(Stored data entries)

※

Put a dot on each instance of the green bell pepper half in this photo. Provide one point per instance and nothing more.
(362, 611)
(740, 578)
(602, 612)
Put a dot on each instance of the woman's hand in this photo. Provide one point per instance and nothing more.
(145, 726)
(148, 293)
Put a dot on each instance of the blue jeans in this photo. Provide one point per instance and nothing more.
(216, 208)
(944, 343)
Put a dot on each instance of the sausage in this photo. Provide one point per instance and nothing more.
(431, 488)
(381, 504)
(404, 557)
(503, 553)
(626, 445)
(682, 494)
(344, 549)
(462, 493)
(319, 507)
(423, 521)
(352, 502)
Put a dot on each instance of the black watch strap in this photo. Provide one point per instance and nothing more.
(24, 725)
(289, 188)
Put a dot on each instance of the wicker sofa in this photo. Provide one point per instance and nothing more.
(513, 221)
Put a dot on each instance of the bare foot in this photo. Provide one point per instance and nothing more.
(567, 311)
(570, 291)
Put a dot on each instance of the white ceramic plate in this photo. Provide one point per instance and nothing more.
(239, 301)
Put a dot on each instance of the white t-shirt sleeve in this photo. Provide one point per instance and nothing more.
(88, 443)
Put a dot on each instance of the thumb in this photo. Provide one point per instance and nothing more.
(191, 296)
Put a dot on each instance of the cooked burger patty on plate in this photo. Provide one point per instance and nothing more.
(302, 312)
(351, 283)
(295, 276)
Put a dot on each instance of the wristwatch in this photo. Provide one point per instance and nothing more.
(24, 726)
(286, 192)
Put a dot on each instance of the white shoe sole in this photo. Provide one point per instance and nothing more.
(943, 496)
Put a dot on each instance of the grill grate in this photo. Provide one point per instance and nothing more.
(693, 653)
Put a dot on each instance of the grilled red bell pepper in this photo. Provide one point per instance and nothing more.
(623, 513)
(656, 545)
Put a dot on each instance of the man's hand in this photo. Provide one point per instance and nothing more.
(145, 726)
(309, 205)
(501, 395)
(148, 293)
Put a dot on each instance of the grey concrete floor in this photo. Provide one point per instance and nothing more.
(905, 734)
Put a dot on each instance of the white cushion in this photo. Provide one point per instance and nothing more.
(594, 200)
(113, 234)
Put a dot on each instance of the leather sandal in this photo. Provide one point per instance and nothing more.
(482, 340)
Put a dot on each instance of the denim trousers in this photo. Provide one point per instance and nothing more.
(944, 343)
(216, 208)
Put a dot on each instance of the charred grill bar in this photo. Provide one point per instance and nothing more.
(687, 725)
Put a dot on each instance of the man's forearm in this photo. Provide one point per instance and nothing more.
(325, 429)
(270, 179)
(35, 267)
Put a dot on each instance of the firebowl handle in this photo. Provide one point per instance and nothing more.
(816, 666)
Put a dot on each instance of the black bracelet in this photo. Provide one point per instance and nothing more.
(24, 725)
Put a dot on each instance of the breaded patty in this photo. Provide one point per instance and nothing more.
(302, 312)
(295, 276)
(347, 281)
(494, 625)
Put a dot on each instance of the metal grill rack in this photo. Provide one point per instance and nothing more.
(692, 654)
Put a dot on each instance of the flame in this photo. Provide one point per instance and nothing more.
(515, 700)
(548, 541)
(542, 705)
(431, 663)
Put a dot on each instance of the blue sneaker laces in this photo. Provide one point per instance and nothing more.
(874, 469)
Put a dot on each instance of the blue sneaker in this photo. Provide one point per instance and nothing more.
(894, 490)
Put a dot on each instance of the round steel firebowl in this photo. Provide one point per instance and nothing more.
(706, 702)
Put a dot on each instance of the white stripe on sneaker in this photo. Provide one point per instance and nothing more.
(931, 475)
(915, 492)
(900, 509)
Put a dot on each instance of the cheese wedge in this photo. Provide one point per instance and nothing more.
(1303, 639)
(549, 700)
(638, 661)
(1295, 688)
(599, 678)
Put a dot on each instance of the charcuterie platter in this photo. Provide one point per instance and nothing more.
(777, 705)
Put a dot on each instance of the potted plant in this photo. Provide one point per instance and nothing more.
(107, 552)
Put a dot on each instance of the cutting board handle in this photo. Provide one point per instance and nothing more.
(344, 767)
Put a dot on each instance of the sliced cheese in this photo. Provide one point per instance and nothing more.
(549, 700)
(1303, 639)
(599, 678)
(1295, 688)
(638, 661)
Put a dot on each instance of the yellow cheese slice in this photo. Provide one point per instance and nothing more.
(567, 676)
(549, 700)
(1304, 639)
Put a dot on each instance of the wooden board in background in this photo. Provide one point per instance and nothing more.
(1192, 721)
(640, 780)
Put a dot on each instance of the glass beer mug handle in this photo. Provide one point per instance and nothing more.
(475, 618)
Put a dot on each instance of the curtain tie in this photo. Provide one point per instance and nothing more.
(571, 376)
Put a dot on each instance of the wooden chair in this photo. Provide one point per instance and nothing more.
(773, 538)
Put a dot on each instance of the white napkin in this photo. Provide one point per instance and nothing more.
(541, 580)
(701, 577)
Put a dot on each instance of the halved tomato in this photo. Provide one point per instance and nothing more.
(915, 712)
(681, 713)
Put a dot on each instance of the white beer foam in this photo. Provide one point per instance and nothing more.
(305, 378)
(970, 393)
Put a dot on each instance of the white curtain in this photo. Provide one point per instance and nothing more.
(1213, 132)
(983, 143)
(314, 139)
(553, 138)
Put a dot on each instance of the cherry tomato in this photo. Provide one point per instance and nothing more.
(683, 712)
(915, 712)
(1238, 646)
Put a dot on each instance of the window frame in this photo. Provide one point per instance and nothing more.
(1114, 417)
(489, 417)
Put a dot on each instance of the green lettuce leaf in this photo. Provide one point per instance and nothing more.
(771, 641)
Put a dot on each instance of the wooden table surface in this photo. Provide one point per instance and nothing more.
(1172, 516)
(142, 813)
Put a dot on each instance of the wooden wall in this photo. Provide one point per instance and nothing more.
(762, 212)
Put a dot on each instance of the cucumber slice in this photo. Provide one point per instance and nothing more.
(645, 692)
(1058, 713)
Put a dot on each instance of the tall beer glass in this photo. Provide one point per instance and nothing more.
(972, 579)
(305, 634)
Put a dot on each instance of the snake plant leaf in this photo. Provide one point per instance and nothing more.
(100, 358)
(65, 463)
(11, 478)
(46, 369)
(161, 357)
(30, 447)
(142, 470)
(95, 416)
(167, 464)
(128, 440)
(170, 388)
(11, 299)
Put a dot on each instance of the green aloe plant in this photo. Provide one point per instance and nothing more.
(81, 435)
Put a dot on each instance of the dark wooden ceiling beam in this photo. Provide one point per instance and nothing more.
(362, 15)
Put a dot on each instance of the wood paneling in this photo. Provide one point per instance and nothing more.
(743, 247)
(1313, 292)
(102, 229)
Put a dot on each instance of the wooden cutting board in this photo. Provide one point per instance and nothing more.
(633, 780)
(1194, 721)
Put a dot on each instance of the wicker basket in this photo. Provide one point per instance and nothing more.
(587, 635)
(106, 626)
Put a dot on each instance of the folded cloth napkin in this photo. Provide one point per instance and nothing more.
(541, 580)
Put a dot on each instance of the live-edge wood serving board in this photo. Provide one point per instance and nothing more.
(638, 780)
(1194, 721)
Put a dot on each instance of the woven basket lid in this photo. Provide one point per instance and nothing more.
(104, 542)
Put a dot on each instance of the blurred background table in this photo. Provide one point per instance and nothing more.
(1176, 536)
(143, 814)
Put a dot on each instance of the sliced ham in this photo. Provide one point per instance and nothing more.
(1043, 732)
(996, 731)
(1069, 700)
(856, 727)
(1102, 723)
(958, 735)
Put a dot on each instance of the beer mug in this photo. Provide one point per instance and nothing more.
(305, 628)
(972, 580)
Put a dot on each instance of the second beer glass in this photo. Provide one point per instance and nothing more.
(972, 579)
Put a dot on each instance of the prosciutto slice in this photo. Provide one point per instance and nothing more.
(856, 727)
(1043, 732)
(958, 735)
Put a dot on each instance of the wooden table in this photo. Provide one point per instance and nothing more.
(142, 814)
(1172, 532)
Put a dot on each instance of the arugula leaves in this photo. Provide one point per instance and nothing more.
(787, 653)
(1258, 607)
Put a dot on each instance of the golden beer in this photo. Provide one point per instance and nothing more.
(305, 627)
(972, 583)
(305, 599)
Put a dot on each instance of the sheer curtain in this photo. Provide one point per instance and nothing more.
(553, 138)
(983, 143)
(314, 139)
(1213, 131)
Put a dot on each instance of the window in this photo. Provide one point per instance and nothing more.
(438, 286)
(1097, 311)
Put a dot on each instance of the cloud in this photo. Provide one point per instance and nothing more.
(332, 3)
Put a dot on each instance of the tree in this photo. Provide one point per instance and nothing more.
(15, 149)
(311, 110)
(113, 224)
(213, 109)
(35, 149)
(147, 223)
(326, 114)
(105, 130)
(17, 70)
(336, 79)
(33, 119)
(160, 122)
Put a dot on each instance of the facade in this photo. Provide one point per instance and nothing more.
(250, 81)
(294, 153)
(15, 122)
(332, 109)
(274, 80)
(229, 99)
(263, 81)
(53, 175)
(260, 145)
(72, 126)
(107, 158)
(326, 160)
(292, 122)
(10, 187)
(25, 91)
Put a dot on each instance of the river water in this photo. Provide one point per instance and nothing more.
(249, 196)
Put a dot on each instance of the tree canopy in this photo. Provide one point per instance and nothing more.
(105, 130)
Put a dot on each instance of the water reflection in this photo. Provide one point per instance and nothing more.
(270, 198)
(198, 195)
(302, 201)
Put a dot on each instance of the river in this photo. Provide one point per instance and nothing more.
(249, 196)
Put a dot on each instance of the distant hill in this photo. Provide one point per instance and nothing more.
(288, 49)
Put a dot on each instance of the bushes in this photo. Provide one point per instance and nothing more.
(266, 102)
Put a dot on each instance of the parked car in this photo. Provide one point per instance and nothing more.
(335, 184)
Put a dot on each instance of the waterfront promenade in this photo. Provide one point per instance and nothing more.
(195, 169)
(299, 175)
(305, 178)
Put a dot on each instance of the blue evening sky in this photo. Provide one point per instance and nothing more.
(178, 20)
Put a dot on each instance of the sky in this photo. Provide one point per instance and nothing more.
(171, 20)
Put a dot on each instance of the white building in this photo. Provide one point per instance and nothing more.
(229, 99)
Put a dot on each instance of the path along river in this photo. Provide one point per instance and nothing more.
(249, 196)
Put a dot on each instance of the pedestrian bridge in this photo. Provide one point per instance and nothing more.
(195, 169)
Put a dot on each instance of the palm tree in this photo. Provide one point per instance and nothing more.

※

* Action item
Every line from the one that contains "Put a dot on each instance of the distant" down to and including the last line of the records above must be set down exactly, with nothing else.

* Response area
Put a dot on each instance of the distant hill in this photo. Provide one point per instance and nothing more.
(288, 49)
Put a dot on each instance of the bushes in this photo. Provide one point per instance and nothing more.
(266, 102)
Put a dot on each instance of the parked car in this photo. Provide one point per instance and nothing more.
(335, 184)
Put a dot on each instance of the waterfront promenade in this photo. Provide one point per instance and nothing more.
(195, 169)
(299, 175)
(305, 178)
Put a dot on each instance of the blue evening sky in this photo. Provide one point per instance and nothing more.
(178, 20)
Put a dot on each instance of the sky in this photo. Provide one point per instance and nothing more.
(171, 20)
Put a dot on each instance of the white building in this photo. Provide one point per instance and nothing more.
(229, 99)
Put a dot on each instance of the path along river in this photo. Provide one point per instance and nothing more.
(249, 196)
Put a dot on each instance of the pedestrian bridge in this photo. Provide one point per instance and nothing more.
(195, 169)
Put a dot on each instance of the palm tree in this photo. Provide one point per instance and nothing more.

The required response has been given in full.